#### [GOAL]
Rewrite the material below as a JSON list of strings, one string per line, with any blank lines left out.

#### [PROVIDED RECORDS]
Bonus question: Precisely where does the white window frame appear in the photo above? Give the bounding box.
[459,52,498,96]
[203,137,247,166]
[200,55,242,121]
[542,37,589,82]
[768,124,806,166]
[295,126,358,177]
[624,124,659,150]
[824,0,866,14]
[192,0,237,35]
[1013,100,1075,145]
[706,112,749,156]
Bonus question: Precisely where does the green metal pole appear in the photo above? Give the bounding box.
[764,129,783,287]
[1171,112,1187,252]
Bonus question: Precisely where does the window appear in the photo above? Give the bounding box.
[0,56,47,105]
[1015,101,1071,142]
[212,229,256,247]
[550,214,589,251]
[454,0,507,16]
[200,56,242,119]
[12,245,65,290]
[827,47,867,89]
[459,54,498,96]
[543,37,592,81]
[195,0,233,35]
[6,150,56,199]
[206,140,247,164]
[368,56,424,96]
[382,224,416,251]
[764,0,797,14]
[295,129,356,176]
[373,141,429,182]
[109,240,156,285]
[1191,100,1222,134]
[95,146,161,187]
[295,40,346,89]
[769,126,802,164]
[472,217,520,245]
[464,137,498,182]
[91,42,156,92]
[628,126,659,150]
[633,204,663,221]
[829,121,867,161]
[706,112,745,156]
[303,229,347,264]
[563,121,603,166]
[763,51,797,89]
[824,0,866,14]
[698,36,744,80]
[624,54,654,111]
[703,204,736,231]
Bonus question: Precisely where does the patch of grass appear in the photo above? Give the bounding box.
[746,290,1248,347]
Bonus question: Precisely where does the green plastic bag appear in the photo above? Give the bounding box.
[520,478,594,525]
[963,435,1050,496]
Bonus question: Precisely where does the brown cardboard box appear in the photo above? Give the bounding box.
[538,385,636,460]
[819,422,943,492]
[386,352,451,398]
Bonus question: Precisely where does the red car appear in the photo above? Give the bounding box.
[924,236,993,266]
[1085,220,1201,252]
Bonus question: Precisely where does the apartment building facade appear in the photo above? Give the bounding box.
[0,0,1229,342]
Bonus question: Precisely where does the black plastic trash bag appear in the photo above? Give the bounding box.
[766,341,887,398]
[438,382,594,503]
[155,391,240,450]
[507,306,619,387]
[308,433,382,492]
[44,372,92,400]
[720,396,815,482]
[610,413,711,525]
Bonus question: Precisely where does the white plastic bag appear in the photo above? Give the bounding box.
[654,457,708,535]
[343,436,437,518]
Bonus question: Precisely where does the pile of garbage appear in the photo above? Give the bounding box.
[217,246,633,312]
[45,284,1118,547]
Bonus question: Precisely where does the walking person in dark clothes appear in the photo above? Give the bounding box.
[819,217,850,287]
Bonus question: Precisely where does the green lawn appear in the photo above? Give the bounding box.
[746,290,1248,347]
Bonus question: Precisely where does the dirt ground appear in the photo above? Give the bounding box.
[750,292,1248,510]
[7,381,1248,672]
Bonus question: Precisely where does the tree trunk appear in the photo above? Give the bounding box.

#### [OUTPUT BELOW]
[
  "Bonus question: Precisely where does the white window frame appear in the photo above? Give the bounding box.",
  "[459,52,498,96]",
  "[203,137,247,166]",
  "[200,55,242,121]",
  "[542,37,589,82]",
  "[768,124,806,166]",
  "[295,126,358,177]",
  "[624,124,659,150]",
  "[824,0,866,14]",
  "[192,0,237,35]",
  "[1013,100,1075,145]",
  "[706,112,749,156]",
  "Bonus question: Precisely where does the green metal pole appear in the photo above? Give the bounding box.",
  "[764,129,783,287]",
  "[1171,112,1187,252]",
  "Bonus question: Precisely where does the window appear in the photo above? Give the bounding box.",
  "[0,56,47,105]",
  "[1015,101,1071,142]",
  "[212,229,256,247]",
  "[550,214,589,251]",
  "[454,0,507,16]",
  "[200,56,242,119]",
  "[12,245,65,290]",
  "[827,47,867,89]",
  "[459,54,498,96]",
  "[543,37,592,81]",
  "[195,0,233,35]",
  "[6,150,56,199]",
  "[206,140,247,164]",
  "[368,56,424,96]",
  "[382,224,416,251]",
  "[764,0,797,14]",
  "[295,129,356,176]",
  "[373,141,429,182]",
  "[109,240,156,285]",
  "[1191,100,1222,134]",
  "[95,146,161,187]",
  "[295,40,346,89]",
  "[769,126,802,164]",
  "[472,217,520,245]",
  "[464,137,498,182]",
  "[91,42,156,92]",
  "[628,126,659,150]",
  "[633,204,663,221]",
  "[829,121,867,161]",
  "[706,112,745,156]",
  "[303,229,347,264]",
  "[563,121,603,166]",
  "[763,51,797,89]",
  "[824,0,866,14]",
  "[698,36,744,80]",
  "[624,54,654,111]",
  "[703,204,736,231]",
  "Bonus question: Precisely where does the patch of grass appear in the photo above? Give the bounding box.",
  "[746,290,1248,347]",
  "Bonus question: Precisely where does the green plastic bag appear in the photo above? Give the bounding box.",
  "[520,478,594,525]",
  "[963,435,1050,496]",
  "Bonus question: Precisely where does the brown cardboard box appear in the photo above? Give the bounding box.",
  "[538,385,636,460]",
  "[819,422,943,492]",
  "[386,352,451,398]",
  "Bonus question: Precisely where does the red car appear in the photo above? Give the bounding box.",
  "[924,236,993,266]",
  "[1085,220,1201,252]",
  "Bonus question: Precisely where does the apartment building facade appear in the photo above? Give the bounding box.",
  "[0,0,1229,342]",
  "Bonus question: Precisely where does the black plastic trash bag appear in the photo above? Give the bounding box.",
  "[766,341,887,398]",
  "[438,382,594,503]",
  "[155,391,240,450]",
  "[507,306,619,387]",
  "[308,433,382,492]",
  "[44,372,92,400]",
  "[720,396,815,482]",
  "[610,413,711,525]",
  "Bonus question: Precisely where does the white plastic bag appear in the photo above? Give the bounding box.",
  "[654,457,708,535]",
  "[343,436,437,518]",
  "Bonus question: Precisely where does the pile of garbage appear in the photo above? Give the bounding box.",
  "[217,246,633,312]",
  "[45,284,1118,547]",
  "Bonus question: Precisely where does the walking person in dark clothes appear in the photo above? Give the bounding box.",
  "[819,217,850,287]",
  "Bonus question: Precisely where does the green lawn appear in the photo above? Give the bounding box.",
  "[746,290,1248,347]",
  "Bonus question: Precisely where does the dirt ground appear in the photo above? Give the bounding box.",
  "[750,292,1248,510]",
  "[7,381,1248,672]",
  "Bonus question: Precisely where does the tree trunk appear in the photo above? Give the bounding box."
]